> WHAT YOU SHOULD DO: Please transcribe the data below word for word, from the first line to the last, leaving out the pictures.

> SUPPLIED DATA:
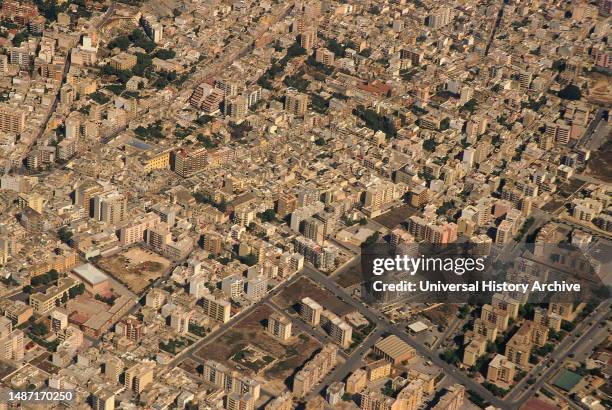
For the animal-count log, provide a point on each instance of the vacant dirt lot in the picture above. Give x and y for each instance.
(600, 165)
(135, 267)
(306, 288)
(252, 332)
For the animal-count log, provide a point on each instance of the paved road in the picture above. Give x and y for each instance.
(388, 328)
(190, 352)
(316, 333)
(353, 362)
(546, 369)
(500, 14)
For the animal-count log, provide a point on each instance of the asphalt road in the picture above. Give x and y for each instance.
(387, 327)
(190, 352)
(546, 369)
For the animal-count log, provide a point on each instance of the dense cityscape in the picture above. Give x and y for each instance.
(188, 187)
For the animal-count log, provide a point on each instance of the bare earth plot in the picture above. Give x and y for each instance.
(135, 267)
(306, 288)
(248, 348)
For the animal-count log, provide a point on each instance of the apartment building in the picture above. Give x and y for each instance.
(501, 371)
(139, 376)
(314, 370)
(310, 311)
(279, 326)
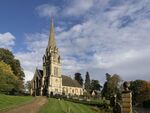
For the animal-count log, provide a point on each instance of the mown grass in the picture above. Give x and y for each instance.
(62, 106)
(7, 101)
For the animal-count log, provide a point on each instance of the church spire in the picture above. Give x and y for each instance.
(51, 42)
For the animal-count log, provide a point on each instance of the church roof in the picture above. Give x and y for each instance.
(68, 81)
(51, 42)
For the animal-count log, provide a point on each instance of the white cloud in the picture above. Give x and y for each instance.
(115, 40)
(7, 40)
(78, 7)
(47, 10)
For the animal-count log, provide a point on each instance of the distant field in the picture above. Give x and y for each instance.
(7, 101)
(61, 106)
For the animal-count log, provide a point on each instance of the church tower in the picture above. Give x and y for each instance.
(52, 79)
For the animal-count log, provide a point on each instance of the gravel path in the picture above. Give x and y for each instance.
(32, 107)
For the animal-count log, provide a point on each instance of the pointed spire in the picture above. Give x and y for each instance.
(51, 42)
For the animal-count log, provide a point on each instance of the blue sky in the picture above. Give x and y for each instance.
(99, 36)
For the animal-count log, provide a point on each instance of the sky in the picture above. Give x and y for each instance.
(98, 36)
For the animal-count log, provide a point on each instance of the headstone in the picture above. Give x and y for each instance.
(126, 99)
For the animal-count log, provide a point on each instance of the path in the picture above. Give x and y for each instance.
(32, 107)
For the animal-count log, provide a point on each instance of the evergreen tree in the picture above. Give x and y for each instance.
(79, 78)
(8, 57)
(87, 82)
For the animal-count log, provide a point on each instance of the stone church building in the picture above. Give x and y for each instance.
(50, 80)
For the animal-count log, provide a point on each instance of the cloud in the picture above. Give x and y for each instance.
(7, 40)
(78, 7)
(114, 39)
(47, 10)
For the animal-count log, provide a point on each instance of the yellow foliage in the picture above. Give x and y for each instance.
(7, 79)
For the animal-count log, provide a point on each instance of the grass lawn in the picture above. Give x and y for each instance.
(7, 101)
(61, 106)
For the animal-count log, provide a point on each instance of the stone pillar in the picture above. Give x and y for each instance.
(126, 99)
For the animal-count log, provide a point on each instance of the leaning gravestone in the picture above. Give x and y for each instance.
(126, 99)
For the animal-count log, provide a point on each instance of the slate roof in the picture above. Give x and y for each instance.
(68, 81)
(40, 73)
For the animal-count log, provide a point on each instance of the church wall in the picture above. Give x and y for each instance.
(72, 90)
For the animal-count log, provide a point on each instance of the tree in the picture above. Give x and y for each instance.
(79, 78)
(28, 86)
(8, 57)
(95, 85)
(140, 90)
(87, 82)
(8, 80)
(111, 86)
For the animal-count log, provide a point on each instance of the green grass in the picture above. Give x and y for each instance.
(61, 106)
(7, 101)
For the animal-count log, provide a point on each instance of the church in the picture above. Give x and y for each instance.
(50, 80)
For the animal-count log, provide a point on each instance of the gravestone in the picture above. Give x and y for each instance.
(126, 99)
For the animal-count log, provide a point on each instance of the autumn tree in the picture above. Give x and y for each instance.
(8, 80)
(111, 86)
(87, 82)
(79, 78)
(28, 86)
(95, 85)
(140, 90)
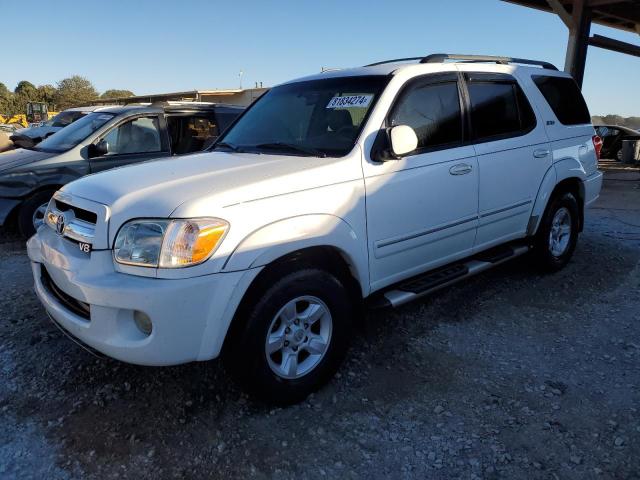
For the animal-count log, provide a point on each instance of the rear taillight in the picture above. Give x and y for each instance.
(597, 144)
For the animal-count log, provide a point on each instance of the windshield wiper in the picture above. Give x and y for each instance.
(230, 146)
(292, 147)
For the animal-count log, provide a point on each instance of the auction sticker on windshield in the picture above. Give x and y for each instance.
(360, 101)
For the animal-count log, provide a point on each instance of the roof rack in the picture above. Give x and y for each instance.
(442, 57)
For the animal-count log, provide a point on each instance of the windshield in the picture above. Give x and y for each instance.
(317, 117)
(69, 137)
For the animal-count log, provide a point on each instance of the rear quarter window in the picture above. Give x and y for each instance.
(565, 99)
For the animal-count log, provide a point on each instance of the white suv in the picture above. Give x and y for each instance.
(369, 186)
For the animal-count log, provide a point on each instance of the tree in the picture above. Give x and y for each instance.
(113, 93)
(74, 91)
(47, 94)
(27, 89)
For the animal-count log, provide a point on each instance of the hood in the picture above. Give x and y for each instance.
(157, 188)
(21, 157)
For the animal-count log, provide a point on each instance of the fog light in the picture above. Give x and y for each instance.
(143, 322)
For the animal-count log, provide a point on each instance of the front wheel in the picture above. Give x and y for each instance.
(558, 233)
(293, 338)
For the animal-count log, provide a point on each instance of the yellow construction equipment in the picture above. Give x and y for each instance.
(36, 112)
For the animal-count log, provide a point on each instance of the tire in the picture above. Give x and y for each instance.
(31, 214)
(557, 235)
(274, 378)
(618, 156)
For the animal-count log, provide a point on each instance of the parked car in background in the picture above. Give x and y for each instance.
(10, 128)
(375, 185)
(612, 137)
(103, 139)
(28, 137)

> SOLUTION TO THE EXERCISE:
For the animal-count log, provide a point on each instance of the vacant dirt lot in the picture above. Give x and y for each instance.
(600, 165)
(135, 267)
(306, 288)
(252, 332)
For the animal-count log, provide a point on each instance of the paved road in the picture above. Give x and y for each instance.
(388, 328)
(190, 352)
(316, 333)
(353, 362)
(546, 369)
(500, 14)
For the animal-count log, provide a point on each instance of the asphalt road in the picture above. Give x and y for each instance.
(387, 327)
(190, 352)
(546, 369)
For the animal-count log, provide a point on each instance of the dense cityscape in the picture above. Give x and y for each instance.
(188, 187)
For the animal-count log, provide a point on each instance of the bare earth plot in the picture above. Give x and y for each instance.
(135, 267)
(306, 288)
(248, 348)
For the animal-count log, provide a point on each instance of the apartment building in the picture above. Give x and y for each instance.
(501, 371)
(139, 376)
(314, 370)
(310, 311)
(279, 326)
For the animal-count log, provide a point on each instance of the mown grass in the picture above. Give x and y for each instance.
(62, 106)
(7, 101)
For the animal-count log, provide a point on each instance of the church spire in the picture above. Give x and y for each instance.
(51, 42)
For the animal-count log, provide a point on each instance of the church roof in the picture above. Give x and y for each instance.
(68, 81)
(51, 42)
For the animal-count log, provide a point on each instance of the white cloud in the picture above. Give x and y for each instance.
(115, 40)
(7, 40)
(78, 7)
(47, 10)
For the animal-count log, provide a point on each instance of the distant field in the picture above. Give x and y for each instance.
(7, 101)
(61, 106)
For the animal-count log, provide a point on each instance of the church tower in the picture above. Give x and y for each instance.
(52, 79)
For the animal-count log, provide a point on each instance of the gravel path in the picture above. Give x and y for each instance.
(32, 107)
For the animal-count log, provide a point on each instance of the pointed spire in the picture above. Give x and y for each instance.
(51, 42)
For the animal-count log, provide a point on each instance of the blue sky in the picture above. Give x and y for each instance.
(99, 36)
For the animal-count log, provide a point on each instance of the sky in the picture above. Give x and y for each instance.
(98, 36)
For the animal-count log, provide a point on each instance of the headstone in the picture above. Give x and y for each instance.
(126, 99)
For the animal-count log, provide a point on each instance of the path in the picture above. Give x and y for each instance.
(32, 107)
For the animal-count log, provide a point on each instance of the evergreen tree in the picture above. Give x and y for each instance.
(79, 78)
(8, 57)
(87, 82)
For the animal-count log, provide a point on each instance of the stone church building in the picture above. Give x and y for each instance.
(50, 80)
For the animal-count log, provide a point on each instance of the cloud in the picture above. Give x and y for each instance.
(7, 40)
(78, 7)
(114, 39)
(47, 10)
For the animal-count log, provide a point on each instance of the yellow foliage in the picture above. Give x and y for each instance.
(7, 79)
For the animal-count log, provide a point on each instance of the grass lawn in the picture above. Give x and y for each instance.
(7, 101)
(61, 106)
For the animal-count log, provide a point on each instance of the stone pillar in the picture above. Give x and y for each instance.
(126, 99)
For the animal-count log, provide a point on each instance of the leaning gravestone in the picture above. Give x and y for each instance.
(126, 99)
For the animal-count log, provide a point on each instance of the slate roof in the picture above. Give x and y for each instance.
(68, 81)
(40, 73)
For the animal-count log, provide a point on each instance of the church wall in the picture above. Give x and y for each instance.
(72, 90)
For the animal-count log, provide a point on each instance of the tree in the picture above. Give x and y for each instance.
(79, 78)
(28, 86)
(8, 57)
(95, 85)
(140, 90)
(87, 82)
(8, 80)
(111, 86)
For the animal-count log, provide a point on each instance of the green grass in the picture above. Give x and y for each instance.
(61, 106)
(7, 101)
For the animal-count log, provide a point on each instance of the church in the picture above. Give x and y for each instance.
(50, 80)
For the animal-count log, provide a point on each instance of the gravestone in the picture above. Give x and y for each instance.
(126, 99)
For the animal-count log, provide a point on each instance of the autumn tree in the picture above. Give x and y for each instance.
(8, 80)
(111, 86)
(87, 82)
(79, 78)
(28, 86)
(95, 85)
(140, 90)
For the animal-count log, provide a point on each instance of the rear taillight in the picture above. Give x and y for each instance.
(597, 144)
For the animal-count log, provide a point on each instance of the windshield wiper in the picture above. Give x and y for each instance.
(230, 146)
(292, 147)
For the animal-count log, provide a point on each instance of the auction sticker on windshield in the picture above. Give x and y for each instance.
(360, 101)
For the animal-count log, provide a point on each instance of the roof rack in the picture above. Give x and y for each instance.
(442, 57)
For the animal-count log, provide a point on each instance of the windshield in the picture above. Give x and y for each instance.
(317, 117)
(69, 137)
For the animal-count log, provide a point on each instance of the rear quarter window in the picture above. Give x and y for each instance.
(565, 99)
For the animal-count log, provide a point on each instance of the white suv in the picture above. Give x and y for each instance.
(369, 186)
For the animal-count log, provide a point on each instance of the tree in the picture above. Give x and y for each instance.
(113, 93)
(74, 91)
(47, 94)
(27, 89)
For the animal-count log, provide a point on each instance of the hood in the picture above. Give x and y for each instance.
(157, 188)
(21, 157)
For the animal-count log, provide a point on each instance of the fog light in the picture above. Give x and y for each instance.
(143, 322)
For the animal-count log, provide a point on each instance of the front wheel in the picture above. Give x and y for each instance.
(558, 233)
(293, 338)
For the animal-count log, provide a point on each instance of the yellow construction equipment in the picture above. Give x and y for each instance.
(36, 112)
For the animal-count log, provide a point on each instance of the tire in the picture above. Give x and y for each instance.
(31, 214)
(557, 235)
(274, 378)
(618, 156)
For the animal-count log, provide a point on each instance of the parked car in background in the picture above. Give x and y for each instance.
(10, 128)
(375, 185)
(612, 137)
(103, 139)
(28, 137)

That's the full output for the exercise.